### Task requirements
It is required that all of the data be written out exactly.

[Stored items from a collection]
---------------

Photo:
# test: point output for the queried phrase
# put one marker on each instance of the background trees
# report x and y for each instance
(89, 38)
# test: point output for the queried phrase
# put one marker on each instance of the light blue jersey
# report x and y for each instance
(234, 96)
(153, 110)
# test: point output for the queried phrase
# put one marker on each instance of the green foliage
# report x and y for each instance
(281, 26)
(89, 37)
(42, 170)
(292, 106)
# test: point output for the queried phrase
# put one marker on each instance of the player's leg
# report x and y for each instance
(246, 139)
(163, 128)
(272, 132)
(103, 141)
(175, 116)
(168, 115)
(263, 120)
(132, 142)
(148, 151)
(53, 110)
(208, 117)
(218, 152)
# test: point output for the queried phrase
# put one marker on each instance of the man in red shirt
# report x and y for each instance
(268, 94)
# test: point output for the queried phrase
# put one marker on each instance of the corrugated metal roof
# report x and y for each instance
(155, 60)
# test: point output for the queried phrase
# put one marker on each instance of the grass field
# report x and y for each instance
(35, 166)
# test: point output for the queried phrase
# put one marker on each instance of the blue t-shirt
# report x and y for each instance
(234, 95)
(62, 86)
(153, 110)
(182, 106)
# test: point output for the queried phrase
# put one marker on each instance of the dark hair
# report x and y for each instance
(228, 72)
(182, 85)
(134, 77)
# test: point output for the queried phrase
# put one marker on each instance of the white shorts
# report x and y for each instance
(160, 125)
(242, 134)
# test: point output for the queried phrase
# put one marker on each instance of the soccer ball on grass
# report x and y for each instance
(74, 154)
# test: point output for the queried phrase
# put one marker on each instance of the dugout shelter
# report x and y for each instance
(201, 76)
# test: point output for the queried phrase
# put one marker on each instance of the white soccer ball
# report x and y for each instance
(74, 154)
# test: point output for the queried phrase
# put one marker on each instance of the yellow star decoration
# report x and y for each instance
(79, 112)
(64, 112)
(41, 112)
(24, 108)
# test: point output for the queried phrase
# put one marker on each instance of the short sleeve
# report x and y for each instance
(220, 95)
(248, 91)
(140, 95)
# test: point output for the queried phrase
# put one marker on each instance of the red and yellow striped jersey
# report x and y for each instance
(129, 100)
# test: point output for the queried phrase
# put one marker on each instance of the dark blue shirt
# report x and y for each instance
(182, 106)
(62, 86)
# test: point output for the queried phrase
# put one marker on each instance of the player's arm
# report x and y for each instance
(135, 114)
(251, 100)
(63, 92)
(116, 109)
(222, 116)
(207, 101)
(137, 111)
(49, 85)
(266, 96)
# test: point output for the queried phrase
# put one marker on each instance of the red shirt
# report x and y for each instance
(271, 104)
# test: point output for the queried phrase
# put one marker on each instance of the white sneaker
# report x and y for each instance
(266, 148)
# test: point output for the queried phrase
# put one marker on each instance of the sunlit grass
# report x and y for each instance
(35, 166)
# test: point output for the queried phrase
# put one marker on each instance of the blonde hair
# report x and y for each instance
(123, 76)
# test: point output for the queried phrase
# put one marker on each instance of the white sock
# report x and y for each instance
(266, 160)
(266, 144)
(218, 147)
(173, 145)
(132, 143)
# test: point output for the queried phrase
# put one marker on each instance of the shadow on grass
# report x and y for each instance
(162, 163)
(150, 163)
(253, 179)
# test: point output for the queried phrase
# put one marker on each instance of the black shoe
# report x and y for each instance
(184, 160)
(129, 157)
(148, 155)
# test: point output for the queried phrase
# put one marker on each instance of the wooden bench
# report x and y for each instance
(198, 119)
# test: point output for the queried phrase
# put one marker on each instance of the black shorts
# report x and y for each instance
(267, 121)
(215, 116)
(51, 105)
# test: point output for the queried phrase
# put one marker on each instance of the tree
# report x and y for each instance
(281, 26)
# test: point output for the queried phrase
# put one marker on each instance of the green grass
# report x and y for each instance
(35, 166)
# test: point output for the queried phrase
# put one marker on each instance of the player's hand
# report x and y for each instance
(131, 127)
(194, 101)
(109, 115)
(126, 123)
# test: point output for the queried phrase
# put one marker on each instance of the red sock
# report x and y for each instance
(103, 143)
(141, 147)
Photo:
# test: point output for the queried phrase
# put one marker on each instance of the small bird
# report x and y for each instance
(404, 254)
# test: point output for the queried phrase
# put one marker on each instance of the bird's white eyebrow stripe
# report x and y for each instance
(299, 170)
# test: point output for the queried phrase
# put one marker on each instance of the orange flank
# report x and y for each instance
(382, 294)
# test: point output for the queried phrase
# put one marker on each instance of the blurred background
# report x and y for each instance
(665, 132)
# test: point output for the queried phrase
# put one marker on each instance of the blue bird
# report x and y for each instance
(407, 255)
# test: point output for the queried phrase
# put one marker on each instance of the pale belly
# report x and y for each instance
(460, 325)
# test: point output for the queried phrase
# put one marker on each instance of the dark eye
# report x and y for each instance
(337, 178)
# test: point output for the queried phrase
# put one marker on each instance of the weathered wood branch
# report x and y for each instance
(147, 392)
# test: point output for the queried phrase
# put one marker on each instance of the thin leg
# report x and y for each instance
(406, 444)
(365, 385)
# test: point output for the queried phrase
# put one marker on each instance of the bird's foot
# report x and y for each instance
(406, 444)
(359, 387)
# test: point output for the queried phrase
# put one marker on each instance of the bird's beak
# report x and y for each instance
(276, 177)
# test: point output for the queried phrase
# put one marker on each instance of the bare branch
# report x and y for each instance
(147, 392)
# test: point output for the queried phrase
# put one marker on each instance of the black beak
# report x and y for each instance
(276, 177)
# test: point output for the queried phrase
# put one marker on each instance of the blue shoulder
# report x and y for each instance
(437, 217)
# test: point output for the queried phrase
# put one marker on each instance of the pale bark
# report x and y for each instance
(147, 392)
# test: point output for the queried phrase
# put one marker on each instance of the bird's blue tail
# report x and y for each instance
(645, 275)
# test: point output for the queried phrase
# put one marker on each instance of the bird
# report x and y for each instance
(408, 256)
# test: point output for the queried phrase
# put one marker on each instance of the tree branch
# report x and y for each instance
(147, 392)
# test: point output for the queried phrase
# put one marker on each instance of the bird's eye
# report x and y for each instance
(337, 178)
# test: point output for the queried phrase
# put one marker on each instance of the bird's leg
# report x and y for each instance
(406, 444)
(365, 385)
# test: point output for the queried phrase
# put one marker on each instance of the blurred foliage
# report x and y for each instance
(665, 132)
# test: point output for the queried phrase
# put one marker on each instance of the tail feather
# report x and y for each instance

---------------

### Exercise answer
Photo:
# test: point output for the queried phrase
# put one marker on each instance of the background trees
# report x and y for each instance
(89, 38)
# test: point output for the queried phrase
# put one marker on each instance of the light blue jersey
# report x and y for each instance
(234, 96)
(153, 110)
# test: point output for the queried phrase
# put one marker on each instance of the green foliage
# report x and y for each instance
(281, 26)
(89, 37)
(42, 170)
(292, 106)
# test: point output for the queried phrase
# put one marker on each instance of the player's leg
# report x and y for each instance
(246, 139)
(163, 128)
(272, 132)
(103, 141)
(175, 116)
(168, 115)
(263, 120)
(132, 142)
(148, 151)
(53, 110)
(208, 117)
(218, 152)
# test: point output for the queried phrase
# put one marker on each instance of the man in red shirt
# report x and y for each instance
(268, 94)
# test: point output for the queried phrase
# put one marker on each instance of the corrugated metal roof
# report x and y for each instance
(155, 60)
# test: point output for the queried phrase
# put one marker on each instance of the grass field
# report x and y for each instance
(35, 166)
# test: point output for the queried phrase
# put one marker on each instance of the blue t-shirt
# report x and y for each instance
(234, 95)
(62, 86)
(153, 110)
(182, 106)
# test: point output for the queried phrase
# put one marker on each instance of the dark hair
# report x and y for each instance
(228, 72)
(182, 85)
(134, 77)
# test: point output for the queried phrase
# put one marker on each instance of the white shorts
# report x and y for each instance
(160, 125)
(242, 134)
# test: point output for the queried phrase
# put one marker on each instance of the soccer ball on grass
# report x and y for each instance
(74, 154)
# test: point output for the queried phrase
# put one marker on each instance of the dugout shelter
# report x and y for each instance
(201, 76)
# test: point output for the queried phrase
# put one marker on each instance of the white soccer ball
# report x and y for each instance
(74, 154)
# test: point output for the queried phrase
# put one marker on each instance of the yellow star decoration
# report x and y for each instance
(79, 112)
(64, 112)
(41, 112)
(24, 108)
# test: point output for the queried phrase
# put one marker on each instance of the short sleeve
# report x and y for each instance
(220, 95)
(248, 91)
(140, 95)
# test: point output for the queried phrase
# put one marker on each instance of the red and yellow striped jersey
# report x and y for each instance
(129, 100)
# test: point output for the queried phrase
# put one marker on each instance of the dark blue shirt
# report x and y for each instance
(182, 106)
(62, 86)
# test: point output for the queried phrase
# put one marker on each instance of the player's arm
# report x and y for each instance
(135, 114)
(251, 100)
(63, 92)
(116, 109)
(222, 116)
(207, 101)
(137, 111)
(49, 85)
(266, 96)
# test: point output for the queried phrase
# put one marker on each instance of the red shirt
# report x and y for each instance
(271, 104)
# test: point output for the queried phrase
# put one marker on each instance of the white sneaker
# report x and y for each instance
(266, 148)
# test: point output for the queried phrase
# put one marker on each instance of the sunlit grass
# report x and y for each instance
(35, 166)
# test: point output for the queried phrase
# put one marker on each instance of the blonde hair
# report x and y for each instance
(123, 76)
# test: point output for the queried phrase
# put one marker on each instance of the white sock
# report x and y for each instance
(266, 160)
(266, 144)
(218, 147)
(173, 145)
(132, 143)
# test: point output for the queried phrase
# put one marker on each instance of the shadow on grass
# report x and y for each instance
(162, 163)
(150, 163)
(253, 179)
# test: point output for the queried phrase
# put one marker on each instance of the black shoe
# report x and y for each instance
(184, 160)
(129, 157)
(148, 155)
# test: point output for the queried phrase
# put one marker on each instance of the wooden bench
# report x and y for each instance
(198, 119)
# test: point output for the queried phrase
# put one marker on each instance of the black shorts
# report x and y for each instance
(267, 121)
(215, 116)
(51, 105)
# test: point output for the queried phrase
# put one marker on each instance of the tree
# report x and y for each instance
(281, 26)
# test: point output for the queried phrase
# put one marker on each instance of the green grass
# report x and y for each instance
(35, 166)
# test: point output for the queried phrase
# put one marker on each instance of the player's hand
# report x and y for each instance
(131, 127)
(194, 101)
(109, 115)
(126, 123)
# test: point output for the queried phrase
# put one marker on each instance of the red sock
# report x and y for each instance
(103, 143)
(141, 147)
Photo:
# test: point output for the queried phrase
# put one marker on each instance of the small bird
# report x and y for each instance
(404, 254)
# test: point output for the queried phrase
# put one marker on each instance of the bird's white eyebrow stripe
# report x and y for each instance
(299, 170)
# test: point output for the queried phrase
# put one marker on each instance of the orange flank
# report x and y for each instance
(382, 294)
# test: point output for the queried phrase
# put one marker on each instance of the blurred background
# report x and y for each instance
(665, 132)
# test: point output for the queried phrase
# put one marker on each instance of the blue bird
# report x and y for each instance
(407, 255)
# test: point output for the queried phrase
# put one marker on each instance of the pale belly
# report x and y for each instance
(460, 325)
# test: point output for the queried phrase
# put one marker on each instance of the dark eye
# report x and y for each instance
(337, 178)
# test: point output for the queried phrase
# put one marker on each instance of the weathered wood branch
# report x and y for each instance
(147, 392)
# test: point output for the queried phrase
# put one marker on each instance of the thin leg
# report x and y for each instance
(406, 444)
(365, 385)
# test: point output for the queried phrase
# put one marker on each instance of the bird's foot
# report x and y for each instance
(406, 444)
(359, 387)
# test: point output for the queried phrase
# put one marker on each instance of the bird's beak
# report x and y for each instance
(276, 177)
# test: point output for the queried phrase
# put one marker on each instance of the bare branch
# report x and y for each instance
(147, 392)
# test: point output for the queried phrase
# put one marker on each instance of the black beak
# report x and y for each instance
(276, 177)
# test: point output for the queried phrase
# put one marker on each instance of the blue shoulder
# report x and y for each instance
(437, 217)
# test: point output for the queried phrase
# put one marker on each instance of the pale bark
# report x and y for each instance
(147, 392)
# test: point output for the queried phrase
# put one marker on each instance of the bird's blue tail
# report x and y for each instance
(645, 275)
# test: point output for the queried phrase
# put one marker on each instance of the bird
# report x and y for each instance
(408, 256)
# test: point output for the queried phrase
# put one marker on each instance of the tree branch
# report x and y for each instance
(147, 392)
# test: point output for the queried phrase
# put one marker on each instance of the bird's eye
# report x and y for each instance
(337, 178)
# test: point output for the queried phrase
# put one marker on each instance of the bird's leg
# report x and y for each instance
(406, 444)
(365, 385)
# test: point output for the queried phrase
# put one marker on each instance of the blurred foliage
# report x and y for each instance
(665, 132)
# test: point output for the queried phrase
# put one marker on each instance of the tail feather
# report x and y for each instance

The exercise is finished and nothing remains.